(Natural language region descriptions)
- - - -

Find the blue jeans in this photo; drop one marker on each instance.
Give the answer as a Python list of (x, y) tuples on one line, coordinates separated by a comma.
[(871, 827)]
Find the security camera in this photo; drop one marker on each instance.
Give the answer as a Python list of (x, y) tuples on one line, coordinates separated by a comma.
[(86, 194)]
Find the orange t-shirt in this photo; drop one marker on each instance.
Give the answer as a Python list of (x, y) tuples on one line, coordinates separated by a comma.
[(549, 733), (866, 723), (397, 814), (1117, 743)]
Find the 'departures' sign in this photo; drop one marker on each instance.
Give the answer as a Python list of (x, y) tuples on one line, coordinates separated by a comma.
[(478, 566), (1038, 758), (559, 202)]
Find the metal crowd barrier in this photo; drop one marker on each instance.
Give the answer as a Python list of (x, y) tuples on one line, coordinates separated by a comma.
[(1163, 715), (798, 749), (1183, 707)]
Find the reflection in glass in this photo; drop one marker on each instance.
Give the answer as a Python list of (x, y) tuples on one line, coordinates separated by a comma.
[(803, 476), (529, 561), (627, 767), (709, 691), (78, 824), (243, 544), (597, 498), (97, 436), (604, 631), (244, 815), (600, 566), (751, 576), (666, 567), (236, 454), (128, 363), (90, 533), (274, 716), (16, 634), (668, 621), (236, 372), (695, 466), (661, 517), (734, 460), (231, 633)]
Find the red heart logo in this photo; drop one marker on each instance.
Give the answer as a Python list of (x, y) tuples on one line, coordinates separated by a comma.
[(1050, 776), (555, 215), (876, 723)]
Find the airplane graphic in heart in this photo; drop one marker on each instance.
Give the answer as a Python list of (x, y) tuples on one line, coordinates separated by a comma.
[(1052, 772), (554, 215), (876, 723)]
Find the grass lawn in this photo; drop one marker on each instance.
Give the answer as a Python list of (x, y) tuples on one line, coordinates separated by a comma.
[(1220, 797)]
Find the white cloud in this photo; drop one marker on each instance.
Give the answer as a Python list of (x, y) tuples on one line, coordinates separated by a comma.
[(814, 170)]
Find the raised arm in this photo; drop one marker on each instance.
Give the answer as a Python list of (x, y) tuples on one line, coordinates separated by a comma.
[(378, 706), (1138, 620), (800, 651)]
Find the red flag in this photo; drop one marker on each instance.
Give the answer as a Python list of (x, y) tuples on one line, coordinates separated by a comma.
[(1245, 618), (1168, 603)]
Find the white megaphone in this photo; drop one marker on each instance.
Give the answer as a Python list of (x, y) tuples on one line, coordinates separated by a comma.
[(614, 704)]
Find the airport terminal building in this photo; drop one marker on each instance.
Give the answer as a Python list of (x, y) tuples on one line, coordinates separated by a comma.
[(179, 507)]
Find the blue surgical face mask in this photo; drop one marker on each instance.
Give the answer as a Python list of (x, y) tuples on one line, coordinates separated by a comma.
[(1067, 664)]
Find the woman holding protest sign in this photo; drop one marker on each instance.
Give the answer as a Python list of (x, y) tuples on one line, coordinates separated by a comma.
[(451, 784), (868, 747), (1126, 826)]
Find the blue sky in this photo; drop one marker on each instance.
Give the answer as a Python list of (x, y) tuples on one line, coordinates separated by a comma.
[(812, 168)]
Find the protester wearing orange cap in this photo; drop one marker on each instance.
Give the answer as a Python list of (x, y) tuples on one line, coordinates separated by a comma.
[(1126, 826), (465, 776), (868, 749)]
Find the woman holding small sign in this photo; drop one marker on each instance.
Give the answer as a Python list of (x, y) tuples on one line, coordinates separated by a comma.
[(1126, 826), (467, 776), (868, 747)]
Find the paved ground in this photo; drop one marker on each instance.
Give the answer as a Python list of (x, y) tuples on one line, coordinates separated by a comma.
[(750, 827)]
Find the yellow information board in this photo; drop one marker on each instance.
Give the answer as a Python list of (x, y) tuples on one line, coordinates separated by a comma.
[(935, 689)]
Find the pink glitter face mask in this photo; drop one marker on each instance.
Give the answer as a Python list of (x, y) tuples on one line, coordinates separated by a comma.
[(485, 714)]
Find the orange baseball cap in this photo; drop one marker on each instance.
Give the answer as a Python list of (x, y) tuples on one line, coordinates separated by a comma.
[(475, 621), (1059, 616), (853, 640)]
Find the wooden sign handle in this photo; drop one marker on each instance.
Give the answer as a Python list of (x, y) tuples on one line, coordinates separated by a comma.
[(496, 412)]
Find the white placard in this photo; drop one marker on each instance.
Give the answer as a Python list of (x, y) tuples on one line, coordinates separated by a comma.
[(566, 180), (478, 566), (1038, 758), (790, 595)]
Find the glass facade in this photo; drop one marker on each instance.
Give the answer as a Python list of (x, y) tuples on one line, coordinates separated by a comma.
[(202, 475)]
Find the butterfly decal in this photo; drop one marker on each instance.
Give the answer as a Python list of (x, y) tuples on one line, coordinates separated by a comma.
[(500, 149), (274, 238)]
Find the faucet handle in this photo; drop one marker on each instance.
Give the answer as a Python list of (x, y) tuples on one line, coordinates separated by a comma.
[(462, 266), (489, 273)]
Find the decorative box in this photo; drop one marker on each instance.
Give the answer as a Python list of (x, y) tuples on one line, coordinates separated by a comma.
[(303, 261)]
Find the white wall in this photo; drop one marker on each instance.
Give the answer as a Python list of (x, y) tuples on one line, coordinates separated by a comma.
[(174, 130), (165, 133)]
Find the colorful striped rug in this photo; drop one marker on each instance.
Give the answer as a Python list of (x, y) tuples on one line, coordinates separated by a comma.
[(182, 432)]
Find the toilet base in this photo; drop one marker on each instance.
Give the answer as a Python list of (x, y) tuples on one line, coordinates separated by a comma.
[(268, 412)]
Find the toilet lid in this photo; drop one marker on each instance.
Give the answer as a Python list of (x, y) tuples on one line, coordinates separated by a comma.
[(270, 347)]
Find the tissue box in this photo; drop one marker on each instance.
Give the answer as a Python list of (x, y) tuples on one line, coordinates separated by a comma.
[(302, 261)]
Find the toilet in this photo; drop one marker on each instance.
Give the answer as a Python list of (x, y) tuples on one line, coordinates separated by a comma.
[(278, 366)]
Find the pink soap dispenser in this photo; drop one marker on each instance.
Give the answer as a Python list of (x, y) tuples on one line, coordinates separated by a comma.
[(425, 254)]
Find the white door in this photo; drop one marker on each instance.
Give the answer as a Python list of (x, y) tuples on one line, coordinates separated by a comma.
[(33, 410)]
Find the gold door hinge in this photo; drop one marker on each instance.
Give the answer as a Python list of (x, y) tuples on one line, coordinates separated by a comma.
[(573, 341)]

- - - -

=== Your instructions ===
Each record above, from first to last, should be written out again exactly.

=== Answer area ===
Find the blue jeans in this photo; drop one marker on each instance.
Give the answer as a Python list of (x, y) tuples on one line, coordinates separated by a comma.
[(871, 827)]
Find the security camera in this photo; drop one marker on each instance.
Give the answer as a Python list of (x, y) tuples on one line, coordinates separated by a comma.
[(86, 194)]
Find the orange t-shirt in this photo; drop one marker on each instance.
Give the answer as a Python list of (x, y) tuples on one line, coordinates separated by a comma.
[(549, 733), (866, 723), (397, 814), (1117, 743)]
Find the 'departures' sign in this photo; drop one marker on each instance.
Give the answer as a Python list of (x, y) tuples on one line, coordinates separated by a comma.
[(478, 566), (1038, 758), (559, 202)]
Find the metal crowd barrier in this photo; drop one marker on each instance.
Give the answer as a Python list of (x, y) tuples on one line, coordinates separated by a comma.
[(1163, 715), (798, 749), (1183, 707)]
Find the reflection in glass in this photo; drop one marker on each instance.
Give the answer as a Python list of (x, y) tuples on one line, coordinates separated by a comma.
[(803, 476), (529, 561), (627, 767), (709, 691), (78, 824), (243, 544), (597, 498), (97, 436), (604, 631), (244, 815), (600, 566), (751, 576), (666, 567), (236, 454), (128, 363), (90, 533), (274, 716), (16, 634), (668, 621), (236, 372), (695, 466), (661, 517), (734, 460), (231, 633)]
Find the red heart logo in this photo; drop one marker on each instance.
Give the answer as a Python list of (x, y) tuples on one line, coordinates separated by a comma.
[(1050, 776), (555, 215), (876, 723)]
Find the airplane graphic in heart in this photo; drop one marker on each instance.
Give the answer as a Python list of (x, y) tuples on one line, coordinates separated by a comma.
[(1052, 772), (554, 215), (876, 723)]
Find the grass lawn in this photo; drop one marker on each instance.
Give the answer as a Python list of (x, y) tuples on one line, coordinates separated by a comma.
[(1220, 797)]
Find the white cloud in this photo; drop one marker on each instance.
Give the answer as a Python list of (x, y) tuples on one line, coordinates separated by a comma.
[(814, 170)]
Find the raised arm in this photo; drop one marker on each instance.
Give the answer as a Python list of (x, y) tuples on one line, coordinates separated by a comma.
[(378, 706), (1138, 620), (800, 651)]
Find the red flag in this photo; drop one marker on each instance.
Give the answer as a Python list of (x, y) tuples on one line, coordinates separated by a comma.
[(1245, 618), (1168, 603)]
Find the white megaphone in this photo; drop one marker on each instance.
Give the answer as a Python list of (x, y) tuples on one line, coordinates separated by a comma.
[(614, 704)]
Find the airport terminal building in this photo; drop one marker on each instance.
Give the answer as a Python list of (x, y) tuples on one line, coordinates separated by a comma.
[(179, 507)]
Find the blue surgical face mask in this photo; drop one marker on each instance.
Give the answer as a Python list of (x, y) tuples on one line, coordinates separated by a comma.
[(1067, 664)]
Find the woman holding protest sign in this photo; drop one marker on each instance.
Give the answer as a Python list of (x, y) tuples on one line, coordinates separated by a comma.
[(451, 784), (868, 747), (1126, 826)]
Find the blue sky in this photo; drop one marker on each instance.
Give the answer as a Python list of (x, y) tuples on one line, coordinates separated by a comma.
[(812, 168)]
Find the protester wearing orange cap in this photo; drop one marker on each instance.
Give the answer as a Python list of (x, y) tuples on one line, coordinates separated by a comma.
[(1126, 826), (465, 776), (868, 749)]
Find the woman holding small sign in this photo; drop one marker on each instance.
Give the answer as a Python list of (x, y) tuples on one line, coordinates separated by a comma.
[(1126, 826), (467, 776), (868, 747)]
Find the paved ground in this photo; drop one marker on each instance.
Give the answer as a Python list of (x, y) tuples on one line, coordinates separated by a comma.
[(750, 827)]
Find the yellow information board in this photo; drop one marker on each instance.
Give the answer as a Python list of (x, y) tuples on one line, coordinates separated by a comma.
[(935, 689)]
Find the pink glitter face mask in this photo; drop one marker on each instance.
Give the answer as a Python list of (x, y) tuples on one line, coordinates separated by a comma.
[(485, 714)]
Find the orange baseball cap in this photo; drop one marker on each instance.
Give the answer as a Python list of (x, y) tuples on one line, coordinates separated by a comma.
[(475, 621), (1059, 616), (853, 640)]
Find the wooden sign handle in this photo; drop one marker on each instance.
Give the answer as a Python list of (x, y) tuples on one line, coordinates separated by a comma.
[(496, 412)]
Find the white placard in this photo; drop one marker on each instance.
Give the answer as a Python list of (x, y) tuples on one line, coordinates separated by a comma.
[(566, 180), (478, 566), (1038, 758), (790, 595)]
Find the glass facade in this photo; drop one marker on each instance.
Give the answer as a Python list of (x, y) tuples on one line, coordinates separated by a comma.
[(202, 475)]
Find the butterfly decal in this photo; drop one marker on each instance.
Give the answer as a Python list of (x, y) tuples on one line, coordinates separated by a comma.
[(500, 149), (274, 238)]
Find the faucet handle in this photo; drop one marker on each instance.
Give the answer as a Python list of (x, y) tuples on one line, coordinates separated by a comma.
[(462, 266), (489, 273)]
Find the decorative box in this photo; drop one marker on each instance.
Give the answer as a Python list of (x, y) tuples on one line, coordinates separated by a comma.
[(303, 261)]
Find the white wall in this photo; drop one marker on each instance.
Give the answer as a Python list of (x, y) tuples on one line, coordinates separated by a comma.
[(174, 130), (165, 133)]
Find the colorful striped rug in this photo; drop one marker on each instance.
Give the answer as a Python list of (x, y) tuples on one line, coordinates separated by a comma.
[(182, 432)]
Find the toilet base in this photo; drop one marker on each instance.
Give the answer as a Python list of (x, y) tuples on one line, coordinates separated by a comma.
[(268, 412)]
Find the toilet lid in this photo; drop one marker on each instance.
Give the answer as a Python list of (x, y) tuples on one line, coordinates separated by a comma.
[(270, 347)]
Find the tissue box in this photo; drop one marker on each instance.
Give the answer as a Python list of (x, y) tuples on one line, coordinates separated by a comma.
[(302, 261)]
Find the toilet in this photo; drop one marker on each instance.
Give the answer as a Python list of (x, y) tuples on one line, coordinates separated by a comma.
[(278, 366)]
Find the pink soap dispenser in this photo; drop one marker on each instance.
Give the answer as a Python list of (x, y) tuples on one line, coordinates separated by a comma.
[(425, 254)]
Find the white door in this photo; drop one marker on each instance.
Give the answer as a Python list of (x, y) tuples on one line, coordinates separated by a comma.
[(33, 410)]
Find the gold door hinge in this photo; drop one marker on each instance.
Give the answer as a Python list of (x, y) tuples on one line, coordinates separated by a comma.
[(573, 341)]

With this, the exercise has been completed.